■ **Supplied data**
━━━━━━━━
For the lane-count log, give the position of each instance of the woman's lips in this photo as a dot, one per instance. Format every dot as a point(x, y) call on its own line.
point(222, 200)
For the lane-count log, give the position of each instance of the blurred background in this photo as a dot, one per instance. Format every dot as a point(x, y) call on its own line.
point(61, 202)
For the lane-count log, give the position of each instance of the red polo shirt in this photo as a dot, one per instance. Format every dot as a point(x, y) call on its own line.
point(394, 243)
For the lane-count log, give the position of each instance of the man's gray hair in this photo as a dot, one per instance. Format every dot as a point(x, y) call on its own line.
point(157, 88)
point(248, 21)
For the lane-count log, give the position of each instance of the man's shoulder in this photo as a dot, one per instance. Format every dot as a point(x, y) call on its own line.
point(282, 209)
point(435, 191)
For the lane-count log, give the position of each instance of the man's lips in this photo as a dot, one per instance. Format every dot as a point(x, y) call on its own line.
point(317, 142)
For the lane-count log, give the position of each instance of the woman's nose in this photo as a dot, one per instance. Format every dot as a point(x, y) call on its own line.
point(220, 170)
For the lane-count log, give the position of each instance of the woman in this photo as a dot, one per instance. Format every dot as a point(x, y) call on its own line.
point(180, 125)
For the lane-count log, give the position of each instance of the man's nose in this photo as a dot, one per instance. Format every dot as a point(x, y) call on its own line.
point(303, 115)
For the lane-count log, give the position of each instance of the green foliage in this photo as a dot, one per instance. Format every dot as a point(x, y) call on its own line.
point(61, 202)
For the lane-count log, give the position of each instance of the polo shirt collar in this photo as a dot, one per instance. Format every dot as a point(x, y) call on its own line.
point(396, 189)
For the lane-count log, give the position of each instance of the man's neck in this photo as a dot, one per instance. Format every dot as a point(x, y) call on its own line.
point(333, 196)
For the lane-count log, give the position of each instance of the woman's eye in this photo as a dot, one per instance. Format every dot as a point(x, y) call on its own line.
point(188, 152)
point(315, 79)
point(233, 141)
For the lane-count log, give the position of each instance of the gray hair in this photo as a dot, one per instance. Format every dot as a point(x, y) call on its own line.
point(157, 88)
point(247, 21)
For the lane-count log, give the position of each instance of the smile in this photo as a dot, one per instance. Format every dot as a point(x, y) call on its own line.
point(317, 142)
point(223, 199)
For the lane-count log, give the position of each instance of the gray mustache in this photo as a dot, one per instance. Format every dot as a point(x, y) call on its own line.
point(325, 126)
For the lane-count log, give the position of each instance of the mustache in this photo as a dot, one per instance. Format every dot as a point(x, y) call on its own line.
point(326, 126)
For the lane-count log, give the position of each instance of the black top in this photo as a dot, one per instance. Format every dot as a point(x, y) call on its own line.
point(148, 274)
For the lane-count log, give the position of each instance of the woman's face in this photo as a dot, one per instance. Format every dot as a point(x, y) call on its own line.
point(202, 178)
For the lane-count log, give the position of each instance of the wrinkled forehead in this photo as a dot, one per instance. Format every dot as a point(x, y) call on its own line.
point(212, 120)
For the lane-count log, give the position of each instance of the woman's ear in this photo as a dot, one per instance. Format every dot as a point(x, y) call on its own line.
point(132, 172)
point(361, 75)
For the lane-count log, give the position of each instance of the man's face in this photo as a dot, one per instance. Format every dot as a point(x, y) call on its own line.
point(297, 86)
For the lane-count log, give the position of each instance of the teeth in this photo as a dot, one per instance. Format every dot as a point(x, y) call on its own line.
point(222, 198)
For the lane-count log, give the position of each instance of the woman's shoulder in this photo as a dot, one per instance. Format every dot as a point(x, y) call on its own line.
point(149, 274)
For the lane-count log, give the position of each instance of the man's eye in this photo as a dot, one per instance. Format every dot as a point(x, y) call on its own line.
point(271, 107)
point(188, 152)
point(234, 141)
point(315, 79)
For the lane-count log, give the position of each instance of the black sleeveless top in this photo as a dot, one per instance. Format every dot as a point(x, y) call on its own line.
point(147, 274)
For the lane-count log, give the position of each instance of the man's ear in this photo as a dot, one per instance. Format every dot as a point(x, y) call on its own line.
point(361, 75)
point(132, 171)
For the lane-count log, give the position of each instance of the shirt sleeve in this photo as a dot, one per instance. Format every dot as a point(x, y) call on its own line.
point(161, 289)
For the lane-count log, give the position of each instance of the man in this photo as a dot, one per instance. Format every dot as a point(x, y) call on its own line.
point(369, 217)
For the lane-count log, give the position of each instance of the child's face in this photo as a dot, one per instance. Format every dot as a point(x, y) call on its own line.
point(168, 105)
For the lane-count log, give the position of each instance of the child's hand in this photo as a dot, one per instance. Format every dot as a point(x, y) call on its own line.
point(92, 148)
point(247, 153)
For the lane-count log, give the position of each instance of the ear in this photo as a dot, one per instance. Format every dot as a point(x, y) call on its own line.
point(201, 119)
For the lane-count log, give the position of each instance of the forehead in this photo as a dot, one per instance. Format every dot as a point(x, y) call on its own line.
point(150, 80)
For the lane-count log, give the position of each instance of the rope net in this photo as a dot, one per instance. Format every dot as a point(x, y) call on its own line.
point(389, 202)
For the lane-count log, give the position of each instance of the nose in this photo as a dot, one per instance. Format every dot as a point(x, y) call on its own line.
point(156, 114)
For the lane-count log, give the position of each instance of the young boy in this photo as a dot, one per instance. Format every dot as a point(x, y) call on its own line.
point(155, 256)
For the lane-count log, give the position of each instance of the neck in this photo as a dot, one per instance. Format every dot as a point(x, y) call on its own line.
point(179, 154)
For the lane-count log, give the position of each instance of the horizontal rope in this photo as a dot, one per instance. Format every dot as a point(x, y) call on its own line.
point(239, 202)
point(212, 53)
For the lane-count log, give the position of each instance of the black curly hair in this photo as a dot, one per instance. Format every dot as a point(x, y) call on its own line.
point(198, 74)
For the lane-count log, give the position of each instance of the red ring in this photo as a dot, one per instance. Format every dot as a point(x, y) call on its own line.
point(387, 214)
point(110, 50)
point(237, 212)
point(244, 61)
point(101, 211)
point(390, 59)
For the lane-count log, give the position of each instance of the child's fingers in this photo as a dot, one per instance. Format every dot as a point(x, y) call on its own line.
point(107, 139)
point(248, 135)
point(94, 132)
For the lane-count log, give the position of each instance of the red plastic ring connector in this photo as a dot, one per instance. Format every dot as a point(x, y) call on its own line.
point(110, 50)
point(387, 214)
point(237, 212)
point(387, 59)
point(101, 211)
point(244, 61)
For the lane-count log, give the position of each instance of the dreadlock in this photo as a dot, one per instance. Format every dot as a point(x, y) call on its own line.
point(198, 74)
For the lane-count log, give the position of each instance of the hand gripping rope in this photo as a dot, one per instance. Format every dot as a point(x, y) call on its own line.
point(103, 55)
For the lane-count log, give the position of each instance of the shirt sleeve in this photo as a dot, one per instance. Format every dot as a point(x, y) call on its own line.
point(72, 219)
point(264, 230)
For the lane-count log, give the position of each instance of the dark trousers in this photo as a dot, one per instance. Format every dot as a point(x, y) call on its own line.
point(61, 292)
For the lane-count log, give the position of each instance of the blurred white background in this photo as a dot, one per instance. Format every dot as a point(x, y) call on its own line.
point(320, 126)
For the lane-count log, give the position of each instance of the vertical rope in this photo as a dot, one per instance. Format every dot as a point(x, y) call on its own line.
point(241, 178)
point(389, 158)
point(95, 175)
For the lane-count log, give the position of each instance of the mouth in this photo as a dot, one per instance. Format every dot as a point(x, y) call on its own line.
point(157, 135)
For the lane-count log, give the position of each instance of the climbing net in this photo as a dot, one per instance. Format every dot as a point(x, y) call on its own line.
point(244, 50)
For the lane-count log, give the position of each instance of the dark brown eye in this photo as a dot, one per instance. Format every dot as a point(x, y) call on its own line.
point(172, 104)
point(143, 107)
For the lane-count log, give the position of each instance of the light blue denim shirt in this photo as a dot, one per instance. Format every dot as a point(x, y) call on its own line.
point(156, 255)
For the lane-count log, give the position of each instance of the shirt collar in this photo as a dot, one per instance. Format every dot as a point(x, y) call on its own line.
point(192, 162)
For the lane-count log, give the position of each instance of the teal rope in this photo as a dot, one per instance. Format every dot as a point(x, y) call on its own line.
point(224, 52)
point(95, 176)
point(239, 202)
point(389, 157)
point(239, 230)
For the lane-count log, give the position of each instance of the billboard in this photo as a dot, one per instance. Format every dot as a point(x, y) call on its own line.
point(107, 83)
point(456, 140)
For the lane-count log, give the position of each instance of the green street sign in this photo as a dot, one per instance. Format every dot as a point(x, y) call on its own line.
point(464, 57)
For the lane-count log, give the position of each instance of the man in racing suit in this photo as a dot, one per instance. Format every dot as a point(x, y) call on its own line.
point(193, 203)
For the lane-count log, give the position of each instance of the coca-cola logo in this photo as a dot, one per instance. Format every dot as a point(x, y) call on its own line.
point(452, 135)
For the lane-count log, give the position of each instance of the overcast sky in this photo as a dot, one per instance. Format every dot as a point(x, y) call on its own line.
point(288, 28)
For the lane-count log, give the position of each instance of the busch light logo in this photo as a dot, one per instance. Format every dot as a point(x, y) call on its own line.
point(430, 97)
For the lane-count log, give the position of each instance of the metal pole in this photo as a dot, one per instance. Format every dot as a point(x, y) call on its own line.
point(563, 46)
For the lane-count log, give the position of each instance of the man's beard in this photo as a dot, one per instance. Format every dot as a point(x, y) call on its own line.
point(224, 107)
━━━━━━━━
■ **Task details**
Please reproduce the records above word for word, starting with the first line and going on through the line with "point(435, 191)".

■ **Correct answer**
For the lane-count log, give the position of each instance of the woman's lips in this photo as a dot, one per instance. Format every dot as a point(x, y) call on its own line.
point(222, 200)
For the lane-count log, give the position of each instance of the blurred background in this photo as a dot, one per instance. Format every dot as a point(x, y) call on its own line.
point(61, 202)
For the lane-count log, give the position of each instance of the red polo shirt in this photo as a dot, one per instance. Format every dot as a point(x, y) call on its own line.
point(394, 243)
For the lane-count log, give the position of each instance of the man's gray hair in this photo as a dot, one per instance. Format every dot as a point(x, y) call on its own line.
point(157, 88)
point(248, 21)
For the lane-count log, give the position of each instance of the man's shoulder in this photo as a dot, one per instance. Format every dot as a point(x, y) call on its own line.
point(282, 209)
point(435, 191)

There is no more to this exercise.